BEGIN DATA RECORDS
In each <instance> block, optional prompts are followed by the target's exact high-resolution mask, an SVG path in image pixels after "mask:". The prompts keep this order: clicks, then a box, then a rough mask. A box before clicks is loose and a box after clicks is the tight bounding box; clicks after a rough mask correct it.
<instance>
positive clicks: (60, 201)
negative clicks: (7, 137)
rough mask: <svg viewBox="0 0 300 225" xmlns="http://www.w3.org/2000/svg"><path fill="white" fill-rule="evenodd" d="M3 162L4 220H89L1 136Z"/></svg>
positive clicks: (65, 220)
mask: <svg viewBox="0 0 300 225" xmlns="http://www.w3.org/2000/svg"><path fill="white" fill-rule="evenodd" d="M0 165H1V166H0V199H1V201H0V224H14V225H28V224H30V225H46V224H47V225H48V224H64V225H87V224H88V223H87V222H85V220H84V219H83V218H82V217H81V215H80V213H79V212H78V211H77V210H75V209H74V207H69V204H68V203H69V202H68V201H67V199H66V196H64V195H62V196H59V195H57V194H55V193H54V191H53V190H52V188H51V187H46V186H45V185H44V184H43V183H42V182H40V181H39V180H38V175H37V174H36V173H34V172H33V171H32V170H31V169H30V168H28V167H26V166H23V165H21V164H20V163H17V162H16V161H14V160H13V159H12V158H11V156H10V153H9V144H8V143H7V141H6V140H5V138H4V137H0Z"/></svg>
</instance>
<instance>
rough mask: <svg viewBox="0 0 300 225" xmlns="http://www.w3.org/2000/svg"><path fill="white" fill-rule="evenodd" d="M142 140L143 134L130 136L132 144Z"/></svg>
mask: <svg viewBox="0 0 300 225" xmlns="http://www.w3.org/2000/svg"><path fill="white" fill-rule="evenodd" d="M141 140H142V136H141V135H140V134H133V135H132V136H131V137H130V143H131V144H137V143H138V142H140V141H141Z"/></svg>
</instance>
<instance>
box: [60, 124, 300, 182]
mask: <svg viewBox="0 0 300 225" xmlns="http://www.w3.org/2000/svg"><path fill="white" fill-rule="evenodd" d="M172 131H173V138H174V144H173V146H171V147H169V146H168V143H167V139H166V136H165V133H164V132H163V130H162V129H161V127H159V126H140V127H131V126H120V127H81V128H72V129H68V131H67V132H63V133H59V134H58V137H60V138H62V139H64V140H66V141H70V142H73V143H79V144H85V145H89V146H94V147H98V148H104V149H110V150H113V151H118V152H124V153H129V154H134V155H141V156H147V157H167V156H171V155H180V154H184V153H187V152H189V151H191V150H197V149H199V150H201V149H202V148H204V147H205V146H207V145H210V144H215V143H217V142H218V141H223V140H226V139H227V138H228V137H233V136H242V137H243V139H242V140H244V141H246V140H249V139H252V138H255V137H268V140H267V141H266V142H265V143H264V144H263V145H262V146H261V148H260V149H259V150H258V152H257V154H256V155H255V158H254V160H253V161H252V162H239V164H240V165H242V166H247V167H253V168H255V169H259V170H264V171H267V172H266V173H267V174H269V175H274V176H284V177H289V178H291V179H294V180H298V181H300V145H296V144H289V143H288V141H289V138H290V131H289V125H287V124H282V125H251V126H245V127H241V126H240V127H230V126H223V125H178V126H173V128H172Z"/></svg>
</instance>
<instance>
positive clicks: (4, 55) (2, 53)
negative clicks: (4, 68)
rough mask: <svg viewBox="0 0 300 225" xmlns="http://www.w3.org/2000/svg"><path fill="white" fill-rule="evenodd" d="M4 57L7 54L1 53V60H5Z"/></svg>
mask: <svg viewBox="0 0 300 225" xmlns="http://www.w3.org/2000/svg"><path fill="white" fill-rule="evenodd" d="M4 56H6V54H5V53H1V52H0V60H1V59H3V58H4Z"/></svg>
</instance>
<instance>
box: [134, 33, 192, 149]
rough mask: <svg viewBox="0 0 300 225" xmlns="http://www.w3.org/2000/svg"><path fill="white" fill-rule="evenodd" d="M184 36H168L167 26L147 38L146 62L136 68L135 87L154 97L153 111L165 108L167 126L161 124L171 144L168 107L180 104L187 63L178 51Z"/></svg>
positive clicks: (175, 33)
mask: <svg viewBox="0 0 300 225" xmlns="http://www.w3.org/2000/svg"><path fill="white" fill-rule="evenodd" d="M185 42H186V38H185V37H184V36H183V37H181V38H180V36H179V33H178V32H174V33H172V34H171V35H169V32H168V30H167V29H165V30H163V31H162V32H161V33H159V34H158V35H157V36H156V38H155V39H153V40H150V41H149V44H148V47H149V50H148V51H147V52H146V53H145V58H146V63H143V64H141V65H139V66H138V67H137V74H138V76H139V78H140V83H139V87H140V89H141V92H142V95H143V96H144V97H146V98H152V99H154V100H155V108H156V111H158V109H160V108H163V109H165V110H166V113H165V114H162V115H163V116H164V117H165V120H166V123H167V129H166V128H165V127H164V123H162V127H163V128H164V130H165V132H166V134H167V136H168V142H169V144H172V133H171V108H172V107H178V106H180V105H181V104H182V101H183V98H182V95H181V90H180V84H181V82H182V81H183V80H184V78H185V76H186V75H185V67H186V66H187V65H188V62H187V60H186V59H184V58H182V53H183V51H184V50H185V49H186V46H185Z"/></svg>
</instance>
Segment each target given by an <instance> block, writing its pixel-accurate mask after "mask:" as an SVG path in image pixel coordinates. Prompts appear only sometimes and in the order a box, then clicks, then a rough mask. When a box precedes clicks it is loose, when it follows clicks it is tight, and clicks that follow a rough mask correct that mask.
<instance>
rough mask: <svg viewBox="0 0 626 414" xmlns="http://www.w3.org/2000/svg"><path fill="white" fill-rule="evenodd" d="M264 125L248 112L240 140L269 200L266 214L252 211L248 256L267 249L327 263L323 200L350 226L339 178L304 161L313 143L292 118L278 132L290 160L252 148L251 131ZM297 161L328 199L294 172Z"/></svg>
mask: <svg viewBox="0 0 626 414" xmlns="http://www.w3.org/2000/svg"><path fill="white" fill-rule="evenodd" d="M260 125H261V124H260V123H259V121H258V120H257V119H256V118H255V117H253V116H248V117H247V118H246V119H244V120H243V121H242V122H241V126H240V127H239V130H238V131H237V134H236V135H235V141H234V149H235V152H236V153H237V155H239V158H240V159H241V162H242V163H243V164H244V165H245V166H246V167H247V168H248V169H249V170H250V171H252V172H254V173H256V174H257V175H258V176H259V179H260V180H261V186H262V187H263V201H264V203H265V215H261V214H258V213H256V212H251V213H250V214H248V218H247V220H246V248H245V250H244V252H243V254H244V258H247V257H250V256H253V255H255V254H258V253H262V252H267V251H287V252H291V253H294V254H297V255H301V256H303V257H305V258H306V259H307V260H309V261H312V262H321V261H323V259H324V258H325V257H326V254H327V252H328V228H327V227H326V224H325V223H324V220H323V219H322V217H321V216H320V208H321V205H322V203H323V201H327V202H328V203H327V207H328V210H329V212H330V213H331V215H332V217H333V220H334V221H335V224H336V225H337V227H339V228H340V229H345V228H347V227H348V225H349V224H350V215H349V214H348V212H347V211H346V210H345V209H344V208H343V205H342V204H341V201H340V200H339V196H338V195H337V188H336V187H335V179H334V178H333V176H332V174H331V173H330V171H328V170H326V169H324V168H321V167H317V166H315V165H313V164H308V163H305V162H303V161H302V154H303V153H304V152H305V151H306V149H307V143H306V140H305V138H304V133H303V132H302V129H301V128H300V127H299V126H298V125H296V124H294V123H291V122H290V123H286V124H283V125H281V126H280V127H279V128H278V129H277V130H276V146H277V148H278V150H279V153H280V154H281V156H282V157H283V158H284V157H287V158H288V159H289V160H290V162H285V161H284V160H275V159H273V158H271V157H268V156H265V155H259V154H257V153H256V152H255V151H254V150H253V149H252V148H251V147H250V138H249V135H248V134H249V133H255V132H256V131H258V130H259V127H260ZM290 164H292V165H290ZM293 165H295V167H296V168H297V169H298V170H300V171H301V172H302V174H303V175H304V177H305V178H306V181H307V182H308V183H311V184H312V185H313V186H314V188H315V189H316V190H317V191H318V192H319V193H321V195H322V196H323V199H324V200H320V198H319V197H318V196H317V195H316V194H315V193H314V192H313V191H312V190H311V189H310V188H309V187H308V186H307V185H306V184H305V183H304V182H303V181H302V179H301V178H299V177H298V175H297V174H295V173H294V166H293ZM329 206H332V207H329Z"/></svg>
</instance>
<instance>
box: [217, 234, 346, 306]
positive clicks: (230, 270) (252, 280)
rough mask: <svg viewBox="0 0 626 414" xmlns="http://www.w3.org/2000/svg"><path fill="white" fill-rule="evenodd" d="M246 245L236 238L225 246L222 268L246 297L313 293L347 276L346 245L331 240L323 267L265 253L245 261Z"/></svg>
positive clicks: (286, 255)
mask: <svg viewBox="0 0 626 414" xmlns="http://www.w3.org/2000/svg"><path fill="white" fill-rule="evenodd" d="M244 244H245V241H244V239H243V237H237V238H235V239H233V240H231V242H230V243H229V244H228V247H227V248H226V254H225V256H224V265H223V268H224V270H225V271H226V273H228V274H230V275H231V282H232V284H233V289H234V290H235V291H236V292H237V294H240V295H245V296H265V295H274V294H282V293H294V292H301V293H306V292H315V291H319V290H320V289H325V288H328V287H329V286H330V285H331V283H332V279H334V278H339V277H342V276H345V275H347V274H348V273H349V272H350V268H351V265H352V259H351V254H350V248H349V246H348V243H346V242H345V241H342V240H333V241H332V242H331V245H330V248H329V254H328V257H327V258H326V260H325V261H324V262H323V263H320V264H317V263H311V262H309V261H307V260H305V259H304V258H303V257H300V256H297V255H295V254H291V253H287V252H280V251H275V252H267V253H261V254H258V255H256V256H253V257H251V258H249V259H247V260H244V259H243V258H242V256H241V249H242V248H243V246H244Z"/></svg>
END DATA RECORDS
Using the data above, restate word for word the lines from its opening line through the line that contains "negative clicks: (7, 137)", and no more.

In each <instance> block, optional prompts are followed by the target's exact high-resolution mask, an SVG path in image pixels after "mask:". The prompts keep this order: clicks, then a box, then a rough mask. A box before clicks is loose and a box after clicks is the tight bounding box; clicks after a rough mask correct it.
<instance>
positive clicks: (60, 201)
negative clicks: (7, 137)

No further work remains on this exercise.